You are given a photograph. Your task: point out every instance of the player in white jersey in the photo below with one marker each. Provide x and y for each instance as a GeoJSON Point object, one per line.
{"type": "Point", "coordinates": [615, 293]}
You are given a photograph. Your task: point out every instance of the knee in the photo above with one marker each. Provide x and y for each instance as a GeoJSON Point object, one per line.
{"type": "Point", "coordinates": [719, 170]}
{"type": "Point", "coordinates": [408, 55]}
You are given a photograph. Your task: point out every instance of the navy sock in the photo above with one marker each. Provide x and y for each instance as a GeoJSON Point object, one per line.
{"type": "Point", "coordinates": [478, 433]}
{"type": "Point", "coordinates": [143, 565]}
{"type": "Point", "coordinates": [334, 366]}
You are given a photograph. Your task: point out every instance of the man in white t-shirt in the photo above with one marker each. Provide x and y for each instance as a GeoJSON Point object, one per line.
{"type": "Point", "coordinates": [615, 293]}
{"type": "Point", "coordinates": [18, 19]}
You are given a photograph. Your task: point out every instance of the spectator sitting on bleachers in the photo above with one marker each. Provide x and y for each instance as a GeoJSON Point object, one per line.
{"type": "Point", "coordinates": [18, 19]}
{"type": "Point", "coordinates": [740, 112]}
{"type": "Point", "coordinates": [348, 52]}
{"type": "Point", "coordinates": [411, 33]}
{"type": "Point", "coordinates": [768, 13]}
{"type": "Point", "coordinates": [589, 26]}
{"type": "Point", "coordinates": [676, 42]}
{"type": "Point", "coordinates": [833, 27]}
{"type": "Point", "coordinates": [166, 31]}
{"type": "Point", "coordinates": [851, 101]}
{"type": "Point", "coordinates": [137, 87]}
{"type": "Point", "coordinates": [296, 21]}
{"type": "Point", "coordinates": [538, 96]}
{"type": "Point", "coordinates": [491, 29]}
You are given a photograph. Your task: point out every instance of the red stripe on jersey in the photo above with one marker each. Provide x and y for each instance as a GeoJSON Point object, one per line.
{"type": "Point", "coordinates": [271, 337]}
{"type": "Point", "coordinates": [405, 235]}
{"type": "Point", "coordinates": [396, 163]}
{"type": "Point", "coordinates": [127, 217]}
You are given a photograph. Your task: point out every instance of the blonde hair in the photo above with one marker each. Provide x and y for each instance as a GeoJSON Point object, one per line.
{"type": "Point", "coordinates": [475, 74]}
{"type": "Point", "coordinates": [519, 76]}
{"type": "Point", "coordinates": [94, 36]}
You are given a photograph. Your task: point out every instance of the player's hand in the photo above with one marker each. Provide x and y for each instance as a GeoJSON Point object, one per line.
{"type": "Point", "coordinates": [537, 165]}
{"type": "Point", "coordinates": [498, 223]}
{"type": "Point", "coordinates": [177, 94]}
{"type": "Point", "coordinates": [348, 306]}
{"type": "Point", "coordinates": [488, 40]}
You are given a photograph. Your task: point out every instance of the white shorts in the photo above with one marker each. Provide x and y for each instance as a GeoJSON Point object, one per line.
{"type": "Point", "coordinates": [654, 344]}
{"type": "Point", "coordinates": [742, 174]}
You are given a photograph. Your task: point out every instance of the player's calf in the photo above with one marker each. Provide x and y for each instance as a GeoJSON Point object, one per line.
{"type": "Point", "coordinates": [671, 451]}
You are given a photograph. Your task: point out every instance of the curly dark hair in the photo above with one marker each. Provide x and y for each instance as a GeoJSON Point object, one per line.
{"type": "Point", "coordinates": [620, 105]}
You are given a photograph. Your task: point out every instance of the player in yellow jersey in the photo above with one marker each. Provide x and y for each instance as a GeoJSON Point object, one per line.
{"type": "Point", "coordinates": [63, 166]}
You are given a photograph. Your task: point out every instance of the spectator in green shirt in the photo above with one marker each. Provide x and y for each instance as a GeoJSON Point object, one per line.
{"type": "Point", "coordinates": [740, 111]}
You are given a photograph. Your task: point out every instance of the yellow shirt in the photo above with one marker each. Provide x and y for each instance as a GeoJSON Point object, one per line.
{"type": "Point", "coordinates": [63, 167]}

_TASK INSTRUCTIONS_
Would you write down every record again, exactly?

_EXPECTED ANSWER_
You are given a photograph. Your task: point out every instance of the player in white jersey in the photo below with one marker each. Provide x and y for each instance as a GeoJSON Point object, one per line.
{"type": "Point", "coordinates": [615, 293]}
You are given a photograph. Your task: point out every instance of the knee in the photo above with one marker each. Provide x and y for each instance as a GeoJSON Point object, one per line.
{"type": "Point", "coordinates": [719, 170]}
{"type": "Point", "coordinates": [408, 55]}
You are given a photograph. Your task: point out every instance of the navy sock in the photo above with one marker each. Provide x and y for each instance as a GeoJSON Point object, one per line.
{"type": "Point", "coordinates": [478, 433]}
{"type": "Point", "coordinates": [143, 565]}
{"type": "Point", "coordinates": [334, 366]}
You are given a photograph. Your task: point out every instance of the man in white t-shirt in the photo above with one marker each. Provide x and y for each instance as a GeoJSON Point object, one per line.
{"type": "Point", "coordinates": [615, 293]}
{"type": "Point", "coordinates": [18, 19]}
You are given a photograph. Your task: point out every instance of the spectator sitting on bleachers in the photo above with one marker each. Provide x and y for each instance as a GeoJSON Point object, one per line.
{"type": "Point", "coordinates": [18, 19]}
{"type": "Point", "coordinates": [740, 112]}
{"type": "Point", "coordinates": [348, 52]}
{"type": "Point", "coordinates": [411, 33]}
{"type": "Point", "coordinates": [768, 13]}
{"type": "Point", "coordinates": [589, 26]}
{"type": "Point", "coordinates": [676, 42]}
{"type": "Point", "coordinates": [833, 27]}
{"type": "Point", "coordinates": [166, 31]}
{"type": "Point", "coordinates": [851, 101]}
{"type": "Point", "coordinates": [137, 87]}
{"type": "Point", "coordinates": [296, 21]}
{"type": "Point", "coordinates": [538, 96]}
{"type": "Point", "coordinates": [491, 29]}
You are given a photograph. Your task: point out every instance of the red stripe on jersey in the photo above with one marker each. Provide x and y for each instance as a GeoJSON Point object, one per line.
{"type": "Point", "coordinates": [271, 337]}
{"type": "Point", "coordinates": [405, 235]}
{"type": "Point", "coordinates": [396, 163]}
{"type": "Point", "coordinates": [127, 217]}
You are given a photograph. Your task: point out every instance of the blonde hair in the photo above with one marker each. Provide x and y for each instance as a GeoJSON Point object, one per line.
{"type": "Point", "coordinates": [475, 74]}
{"type": "Point", "coordinates": [519, 76]}
{"type": "Point", "coordinates": [94, 36]}
You are given a photograph. Your task: point out every instance of the player's hand in the photo above with one marker each. Provide x and y for each instance as a GeoJSON Point object, one per line.
{"type": "Point", "coordinates": [537, 165]}
{"type": "Point", "coordinates": [498, 223]}
{"type": "Point", "coordinates": [177, 94]}
{"type": "Point", "coordinates": [348, 306]}
{"type": "Point", "coordinates": [488, 40]}
You are given a photograph. Your task: point out every instance of the white shorts in the photo above with one marker each. Provide x and y for each instance as a GeoJSON Point object, one per line.
{"type": "Point", "coordinates": [654, 344]}
{"type": "Point", "coordinates": [742, 174]}
You are given a photograph. Your task: point out every instance of the player's calf in the photo above with one marker each. Provide x and y for each instance as a GeoJSON Point object, one per line.
{"type": "Point", "coordinates": [671, 451]}
You are given a photograph. Your task: point out every instance of the curly dark hair in the photo above with one marker each. Provide x and y for each instance as a GeoJSON Point object, one per line.
{"type": "Point", "coordinates": [620, 105]}
You are given a photograph. Your task: point out every instance of the player in yellow jersey in the photo above with one marker each. Provide x and y for each instance as a GeoJSON Point object, one per line.
{"type": "Point", "coordinates": [63, 166]}
You are given a photograph. Your task: point out every instance of the spectator in green shirt in the photo above with one marker each. Provide x and y for each instance as a GeoJSON Point object, one per line.
{"type": "Point", "coordinates": [740, 111]}
You are given a photograph. Your task: point out every instance of the yellow shirt in the photo above with one marker each. Provide x and y for each instance as a GeoJSON Point object, one per line.
{"type": "Point", "coordinates": [63, 167]}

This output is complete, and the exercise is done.